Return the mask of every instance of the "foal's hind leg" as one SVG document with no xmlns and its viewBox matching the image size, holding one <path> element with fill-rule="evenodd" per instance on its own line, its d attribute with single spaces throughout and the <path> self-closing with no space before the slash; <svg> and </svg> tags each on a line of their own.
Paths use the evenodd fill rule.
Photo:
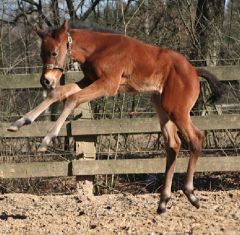
<svg viewBox="0 0 240 235">
<path fill-rule="evenodd" d="M 196 208 L 200 207 L 198 198 L 194 195 L 193 187 L 193 175 L 196 169 L 196 163 L 200 152 L 202 150 L 202 144 L 204 140 L 203 133 L 193 125 L 189 114 L 179 113 L 174 116 L 174 122 L 178 126 L 181 133 L 184 135 L 189 143 L 191 157 L 188 163 L 187 177 L 184 184 L 184 193 L 188 200 Z"/>
<path fill-rule="evenodd" d="M 177 134 L 176 125 L 169 119 L 169 116 L 161 107 L 160 95 L 153 95 L 152 102 L 155 105 L 160 119 L 160 125 L 167 153 L 164 185 L 161 192 L 159 207 L 157 209 L 158 213 L 163 213 L 166 211 L 167 202 L 170 200 L 172 179 L 176 167 L 177 155 L 181 146 L 181 141 Z"/>
</svg>

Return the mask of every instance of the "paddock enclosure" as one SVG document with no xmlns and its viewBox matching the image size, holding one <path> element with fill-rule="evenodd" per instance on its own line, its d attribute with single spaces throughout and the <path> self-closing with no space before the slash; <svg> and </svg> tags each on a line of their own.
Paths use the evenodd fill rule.
<svg viewBox="0 0 240 235">
<path fill-rule="evenodd" d="M 224 82 L 226 91 L 221 102 L 209 104 L 209 87 L 201 82 L 201 95 L 191 113 L 194 123 L 205 131 L 197 172 L 215 173 L 214 177 L 226 172 L 233 174 L 238 182 L 240 67 L 207 69 Z M 238 234 L 239 183 L 231 190 L 224 187 L 219 190 L 215 185 L 212 187 L 218 188 L 217 191 L 197 191 L 202 204 L 199 210 L 183 199 L 181 191 L 175 191 L 164 221 L 156 216 L 158 194 L 92 195 L 92 182 L 97 192 L 104 191 L 101 190 L 104 187 L 117 192 L 114 186 L 120 181 L 119 175 L 131 178 L 132 174 L 146 174 L 149 180 L 165 171 L 163 139 L 148 94 L 119 94 L 82 105 L 70 115 L 46 153 L 37 153 L 37 148 L 59 115 L 61 103 L 49 108 L 32 125 L 16 133 L 8 132 L 10 123 L 46 96 L 39 77 L 39 74 L 0 75 L 0 188 L 2 193 L 10 193 L 0 195 L 3 234 L 16 228 L 19 234 L 34 234 L 39 228 L 42 234 L 57 229 L 56 234 L 75 234 L 79 229 L 86 234 L 107 231 L 111 234 L 138 234 L 139 231 L 140 234 L 149 231 L 152 232 L 149 234 L 161 234 L 161 231 L 162 234 L 202 234 L 206 230 L 209 234 Z M 61 82 L 77 81 L 81 77 L 81 72 L 68 72 Z M 188 156 L 188 147 L 183 142 L 176 172 L 186 172 Z M 67 184 L 73 176 L 80 182 L 77 194 Z M 48 180 L 50 187 L 59 179 L 66 179 L 62 181 L 66 184 L 65 191 L 59 191 L 74 194 L 43 196 L 46 192 L 38 191 L 33 178 L 39 185 Z M 181 220 L 182 216 L 186 220 Z M 117 220 L 120 217 L 121 223 Z"/>
</svg>

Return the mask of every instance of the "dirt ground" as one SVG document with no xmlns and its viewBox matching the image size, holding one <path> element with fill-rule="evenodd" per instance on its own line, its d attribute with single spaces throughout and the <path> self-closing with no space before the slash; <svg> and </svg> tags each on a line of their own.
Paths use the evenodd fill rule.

__Requirement__: Reproduce the records from the very beginning down to the line containing "196 208 L 200", both ends included. Add 48 to every viewBox value and path coordinate in the answers, and omit the pictures.

__Result__:
Return the mask of every instance of the "foal's hind leg" as one SVG document with no xmlns and its viewBox matching the image size, holding one <path> element with fill-rule="evenodd" per instance on its own line, its d attribute with single spaces throughout and the <path> self-closing with no space before the slash; <svg> and </svg> tags each on a line of their own.
Paths use the evenodd fill rule.
Photo:
<svg viewBox="48 48 288 283">
<path fill-rule="evenodd" d="M 244 256 L 248 255 L 246 246 L 242 243 L 241 235 L 241 223 L 244 217 L 244 211 L 248 200 L 250 198 L 250 192 L 252 188 L 251 181 L 241 173 L 237 162 L 227 161 L 222 164 L 222 170 L 226 174 L 229 181 L 232 183 L 237 191 L 239 205 L 236 211 L 235 225 L 232 232 L 232 241 L 236 248 Z"/>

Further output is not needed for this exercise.